>> START SUPPLIED MATERIAL
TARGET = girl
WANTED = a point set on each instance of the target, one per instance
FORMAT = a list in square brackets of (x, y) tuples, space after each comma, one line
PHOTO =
>> END SUPPLIED MATERIAL
>> START SUPPLIED MATERIAL
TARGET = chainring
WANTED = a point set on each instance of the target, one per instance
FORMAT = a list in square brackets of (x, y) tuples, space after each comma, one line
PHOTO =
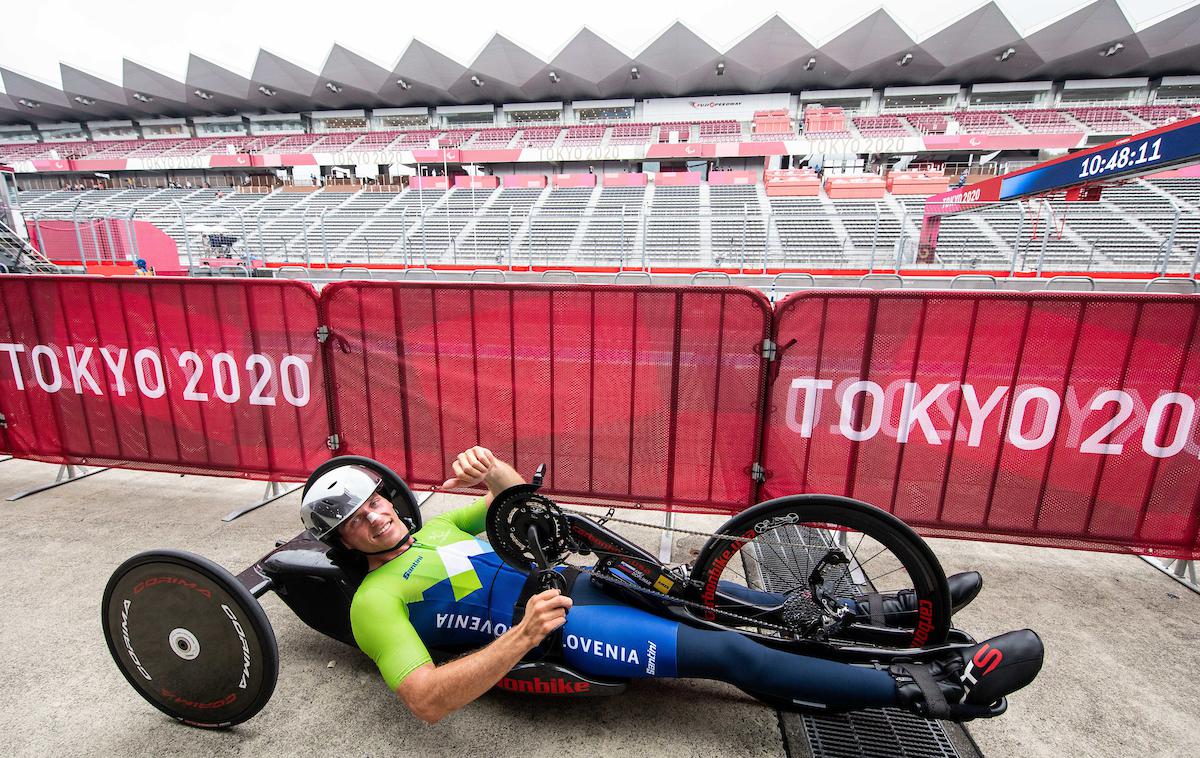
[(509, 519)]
>> END SUPPLIED MATERIAL
>> START SUPPLIED MATERIAL
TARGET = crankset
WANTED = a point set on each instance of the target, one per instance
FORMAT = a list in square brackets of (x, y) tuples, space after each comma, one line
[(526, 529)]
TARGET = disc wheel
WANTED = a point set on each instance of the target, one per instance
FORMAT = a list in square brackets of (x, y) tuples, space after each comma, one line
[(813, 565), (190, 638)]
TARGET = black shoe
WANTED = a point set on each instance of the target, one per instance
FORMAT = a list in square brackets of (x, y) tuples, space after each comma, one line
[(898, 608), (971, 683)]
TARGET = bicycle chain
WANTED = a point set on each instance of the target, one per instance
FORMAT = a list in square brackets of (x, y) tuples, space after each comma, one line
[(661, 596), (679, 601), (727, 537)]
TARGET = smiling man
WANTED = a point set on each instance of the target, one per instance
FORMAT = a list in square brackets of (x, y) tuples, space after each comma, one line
>> END SUPPLIED MATERIAL
- [EXERCISE]: Recast the stretch from the line containing "TARGET = chainring" through the line containing "[(509, 519)]" as a JSON list of strings, one string per line, with blank lines omitted. Leave the pictures out of the answer.

- [PROBLEM SOLUTION]:
[
  "TARGET = chainring",
  "WANTED = a point set on each instance of the target, one per instance",
  "FORMAT = a list in square brackets of (x, y) tuples, space after each comma, one line",
  "PHOTO =",
  "[(509, 519)]"
]